TASK GOAL: Give only the number of lines in the material below that contain the string "plate".

------ EXTRACTED DATA ------

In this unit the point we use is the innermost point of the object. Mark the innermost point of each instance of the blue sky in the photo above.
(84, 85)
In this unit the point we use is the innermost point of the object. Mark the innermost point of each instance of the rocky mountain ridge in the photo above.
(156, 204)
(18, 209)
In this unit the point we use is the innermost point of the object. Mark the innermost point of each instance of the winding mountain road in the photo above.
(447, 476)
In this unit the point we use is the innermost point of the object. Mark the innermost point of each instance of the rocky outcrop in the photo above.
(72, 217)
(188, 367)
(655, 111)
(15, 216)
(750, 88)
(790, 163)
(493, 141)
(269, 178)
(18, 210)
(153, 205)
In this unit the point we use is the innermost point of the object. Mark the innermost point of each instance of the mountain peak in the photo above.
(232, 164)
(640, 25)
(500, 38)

------
------ EXTRACTED DATA ------

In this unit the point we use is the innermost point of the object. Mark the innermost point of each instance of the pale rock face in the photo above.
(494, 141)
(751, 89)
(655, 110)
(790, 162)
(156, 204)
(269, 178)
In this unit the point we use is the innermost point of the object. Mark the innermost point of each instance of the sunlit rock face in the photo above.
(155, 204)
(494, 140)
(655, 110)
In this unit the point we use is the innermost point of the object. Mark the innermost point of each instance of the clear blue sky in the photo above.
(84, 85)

------
------ EXTRACTED DATA ------

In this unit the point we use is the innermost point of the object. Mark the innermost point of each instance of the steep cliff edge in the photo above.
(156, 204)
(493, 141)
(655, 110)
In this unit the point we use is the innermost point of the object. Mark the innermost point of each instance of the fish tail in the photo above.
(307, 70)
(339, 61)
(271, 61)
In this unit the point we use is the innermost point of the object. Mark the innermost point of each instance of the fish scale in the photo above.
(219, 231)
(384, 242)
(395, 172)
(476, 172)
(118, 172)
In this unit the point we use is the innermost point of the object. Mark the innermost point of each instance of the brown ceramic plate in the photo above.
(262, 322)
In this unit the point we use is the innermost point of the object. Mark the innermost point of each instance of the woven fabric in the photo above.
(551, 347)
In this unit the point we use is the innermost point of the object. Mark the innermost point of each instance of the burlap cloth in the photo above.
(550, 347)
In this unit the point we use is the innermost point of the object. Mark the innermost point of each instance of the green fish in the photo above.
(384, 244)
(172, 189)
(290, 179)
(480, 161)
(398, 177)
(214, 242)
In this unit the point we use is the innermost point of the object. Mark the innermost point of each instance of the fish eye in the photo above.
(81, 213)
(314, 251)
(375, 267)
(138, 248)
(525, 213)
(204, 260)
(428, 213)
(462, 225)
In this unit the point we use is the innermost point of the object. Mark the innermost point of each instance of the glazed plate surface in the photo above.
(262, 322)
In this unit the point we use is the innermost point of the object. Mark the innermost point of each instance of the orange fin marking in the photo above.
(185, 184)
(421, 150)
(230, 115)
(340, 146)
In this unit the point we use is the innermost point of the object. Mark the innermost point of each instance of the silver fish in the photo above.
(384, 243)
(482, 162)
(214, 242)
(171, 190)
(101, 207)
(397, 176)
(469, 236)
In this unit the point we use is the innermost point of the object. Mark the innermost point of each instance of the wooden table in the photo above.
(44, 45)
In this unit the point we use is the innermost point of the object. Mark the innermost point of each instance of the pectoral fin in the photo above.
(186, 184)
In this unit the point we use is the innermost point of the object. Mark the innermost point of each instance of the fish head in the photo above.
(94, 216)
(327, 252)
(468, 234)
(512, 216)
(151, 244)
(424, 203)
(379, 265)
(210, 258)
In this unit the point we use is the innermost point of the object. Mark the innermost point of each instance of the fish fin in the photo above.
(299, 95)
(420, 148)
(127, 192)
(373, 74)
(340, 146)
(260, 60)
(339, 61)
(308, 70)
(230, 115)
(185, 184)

------

OUTPUT OF THE EXERCISE: 2